Lesetext.
==========

Ford Sierra RS Cosworth
Der weiße Fiese mit Monsterflügel
Ford Sierra RS Cosworth - die Antwort auf die Frage, was passiert, wenn man einer biederen Mittelklasse-Limousine einen Turbo sowie einen Heckflügel im Formel-1-Format verpasst.
Das Klappern im Ford Sierra RS Cosworth wird lauter. Dass die Heckklappe nicht verriegelt ist, wissen wir jedoch längst, weil es dafür eine Warnlampe im Cockpit gibt. Doch ab Tempo 30 macht sich dieser Umstand auf den holprigen Straßen in der Nürnberger Innenstadt nun auch akustisch bemerkbar. Man hätte kurz anhalten und den Deckel da hinten schließen können. "Nicht nötig", erklärt Frank Strattner, dessen Ford Sierra RS Cosworth von mir nun in Richtung Autobahn manövriert wird. Er hat einen anderen, viel besseren Vorschlag auf Lager. "Gas geben. Und zwar richtig!" Dann würde sich das Problem mit der Klappe von selbst erledigen. Na gut, der Mann wird wissen, wovon er redet.
In 6,8 Sekunden auf 100: Schneller als M3 und 190E 2.3-16
Kickdown. Ab 3.500 Umdrehungen steht das Turbo-Aggregat des Ford Sierra RS Cosworth unter maximalem Ladedruck. Auch dafür findet sich eine Anzeige im Cockpit, die im oberen Rand des Drehzahlmessers integriert wurde. Doch dorthin zu schauen fällt schwer, wenn die Straße mit einem Mal verdammt schmal wird. Und die Gänge im eng gestuften Getriebe quasi im Akkord ausgetauscht werden müssen, weil der Motor nach jedem Schalten im Nu wieder kurz vor dem Begrenzer rotiert.
Im nächsten Moment stehen 180, 200 Sachen an - im Ernstfall wäre erst bei Tempo 240 Schluss. In Sachen Beschleunigung und V-Max ist der Ford Sierra RS Cosworth eben eine Ansage. Von null auf hundert in 6,8 Sekunden - Mitte der Achtziger war man auf dem Dragstrip selbst in einem BMW M3 oder einem Mercedes-Benz 190 E 2.3-16 chancenlos gegen dieses Auto mit dem monströsen Flügel am Heck. Ein Leitwerk von der Größe eines Picknicktisches hatte bisher nicht einmal die Zubehörszene auf Lager. Schon gar nicht für eine biedere Großserienlimousine.

==========

Quelldaten
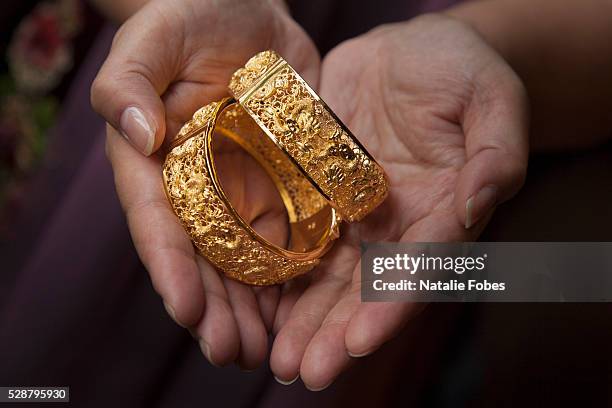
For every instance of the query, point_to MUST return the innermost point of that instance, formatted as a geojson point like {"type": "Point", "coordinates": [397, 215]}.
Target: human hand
{"type": "Point", "coordinates": [168, 60]}
{"type": "Point", "coordinates": [447, 119]}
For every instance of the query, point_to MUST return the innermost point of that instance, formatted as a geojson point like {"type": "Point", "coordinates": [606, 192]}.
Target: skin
{"type": "Point", "coordinates": [438, 107]}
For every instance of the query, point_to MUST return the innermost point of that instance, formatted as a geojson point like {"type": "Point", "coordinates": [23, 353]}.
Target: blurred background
{"type": "Point", "coordinates": [77, 308]}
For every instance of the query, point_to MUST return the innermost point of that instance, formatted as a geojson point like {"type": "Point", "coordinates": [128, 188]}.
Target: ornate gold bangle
{"type": "Point", "coordinates": [321, 171]}
{"type": "Point", "coordinates": [304, 127]}
{"type": "Point", "coordinates": [216, 229]}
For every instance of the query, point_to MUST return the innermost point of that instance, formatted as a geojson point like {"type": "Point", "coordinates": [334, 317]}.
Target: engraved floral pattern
{"type": "Point", "coordinates": [212, 227]}
{"type": "Point", "coordinates": [305, 128]}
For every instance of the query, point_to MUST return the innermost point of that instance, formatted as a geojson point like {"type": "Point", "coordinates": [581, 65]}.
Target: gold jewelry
{"type": "Point", "coordinates": [321, 171]}
{"type": "Point", "coordinates": [216, 229]}
{"type": "Point", "coordinates": [307, 130]}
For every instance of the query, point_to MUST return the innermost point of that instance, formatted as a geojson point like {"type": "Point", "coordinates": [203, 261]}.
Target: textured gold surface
{"type": "Point", "coordinates": [216, 229]}
{"type": "Point", "coordinates": [294, 117]}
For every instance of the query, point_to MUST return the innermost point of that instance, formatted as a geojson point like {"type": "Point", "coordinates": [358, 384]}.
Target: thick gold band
{"type": "Point", "coordinates": [216, 229]}
{"type": "Point", "coordinates": [302, 125]}
{"type": "Point", "coordinates": [321, 171]}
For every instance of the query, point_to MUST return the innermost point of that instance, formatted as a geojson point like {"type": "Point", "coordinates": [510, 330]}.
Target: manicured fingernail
{"type": "Point", "coordinates": [172, 314]}
{"type": "Point", "coordinates": [206, 351]}
{"type": "Point", "coordinates": [315, 389]}
{"type": "Point", "coordinates": [478, 204]}
{"type": "Point", "coordinates": [358, 355]}
{"type": "Point", "coordinates": [246, 370]}
{"type": "Point", "coordinates": [136, 128]}
{"type": "Point", "coordinates": [278, 380]}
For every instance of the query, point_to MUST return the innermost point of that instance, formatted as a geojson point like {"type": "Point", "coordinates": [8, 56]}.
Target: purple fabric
{"type": "Point", "coordinates": [77, 307]}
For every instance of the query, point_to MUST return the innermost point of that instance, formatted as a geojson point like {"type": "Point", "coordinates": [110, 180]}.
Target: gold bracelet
{"type": "Point", "coordinates": [215, 227]}
{"type": "Point", "coordinates": [321, 171]}
{"type": "Point", "coordinates": [307, 130]}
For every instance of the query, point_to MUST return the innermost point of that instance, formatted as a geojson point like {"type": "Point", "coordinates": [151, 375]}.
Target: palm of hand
{"type": "Point", "coordinates": [187, 50]}
{"type": "Point", "coordinates": [407, 93]}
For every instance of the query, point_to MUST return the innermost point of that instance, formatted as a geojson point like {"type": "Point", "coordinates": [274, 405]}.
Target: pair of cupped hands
{"type": "Point", "coordinates": [436, 106]}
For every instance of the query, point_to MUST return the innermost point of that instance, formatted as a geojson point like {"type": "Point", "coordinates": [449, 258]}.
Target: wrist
{"type": "Point", "coordinates": [495, 23]}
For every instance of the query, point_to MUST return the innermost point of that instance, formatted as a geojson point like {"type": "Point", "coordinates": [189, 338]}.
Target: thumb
{"type": "Point", "coordinates": [126, 92]}
{"type": "Point", "coordinates": [497, 147]}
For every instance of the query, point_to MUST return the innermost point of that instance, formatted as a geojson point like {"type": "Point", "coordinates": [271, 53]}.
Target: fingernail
{"type": "Point", "coordinates": [206, 351]}
{"type": "Point", "coordinates": [171, 313]}
{"type": "Point", "coordinates": [358, 355]}
{"type": "Point", "coordinates": [317, 389]}
{"type": "Point", "coordinates": [278, 380]}
{"type": "Point", "coordinates": [137, 130]}
{"type": "Point", "coordinates": [246, 370]}
{"type": "Point", "coordinates": [478, 204]}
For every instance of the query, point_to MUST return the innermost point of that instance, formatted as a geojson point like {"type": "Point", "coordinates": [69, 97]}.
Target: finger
{"type": "Point", "coordinates": [309, 312]}
{"type": "Point", "coordinates": [496, 130]}
{"type": "Point", "coordinates": [160, 240]}
{"type": "Point", "coordinates": [267, 299]}
{"type": "Point", "coordinates": [326, 355]}
{"type": "Point", "coordinates": [217, 332]}
{"type": "Point", "coordinates": [373, 324]}
{"type": "Point", "coordinates": [251, 328]}
{"type": "Point", "coordinates": [290, 292]}
{"type": "Point", "coordinates": [140, 65]}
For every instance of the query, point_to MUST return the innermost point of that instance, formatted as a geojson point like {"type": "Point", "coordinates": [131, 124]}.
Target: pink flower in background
{"type": "Point", "coordinates": [40, 53]}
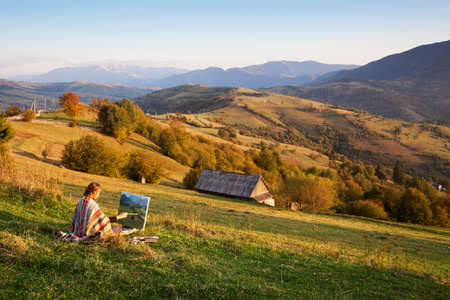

==========

Aufgaben.
(1) Kopiere bitte aus dem Text über den Ford Sierra RS Cosworth alles von "In 6,8 Sekunden auf" bis hinunter zu "dem Begrenzer rotiert.".
(2) Prüfe, ob diese Aussagen zum Text über den Ford Sierra RS Cosworth passen, und antworte jeweils mit Ja oder Nein samt den entscheidenden Worten des Textes im genauen Wortlaut: (a) Der Wagen beschleunigt in 6,8 Sekunden von null auf hundert. (b) Für die nicht verriegelte Heckklappe gibt es keine Warnlampe. (c) Die Höchstgeschwindigkeit liegt bei Tempo 200.
Stütze dich nur auf den Text über den Ford Sierra RS Cosworth.

Lösungen.
(1)
In 6,8 Sekunden auf 100: Schneller als M3 und 190E 2.3-16
Kickdown. Ab 3.500 Umdrehungen steht das Turbo-Aggregat des Ford Sierra RS Cosworth unter maximalem Ladedruck. Auch dafür findet sich eine Anzeige im Cockpit, die im oberen Rand des Drehzahlmessers integriert wurde. Doch dorthin zu schauen fällt schwer, wenn die Straße mit einem Mal verdammt schmal wird. Und die Gänge im eng gestuften Getriebe quasi im Akkord ausgetauscht werden müssen, weil der Motor nach jedem Schalten im Nu wieder kurz vor dem Begrenzer rotiert.

(2)
(a) Ja: „Von null auf hundert in 6,8 Sekunden“
(b) Nein: „weil es dafür eine Warnlampe im Cockpit gibt“
(c) Nein: „im Ernstfall wäre erst bei Tempo 240 Schluss“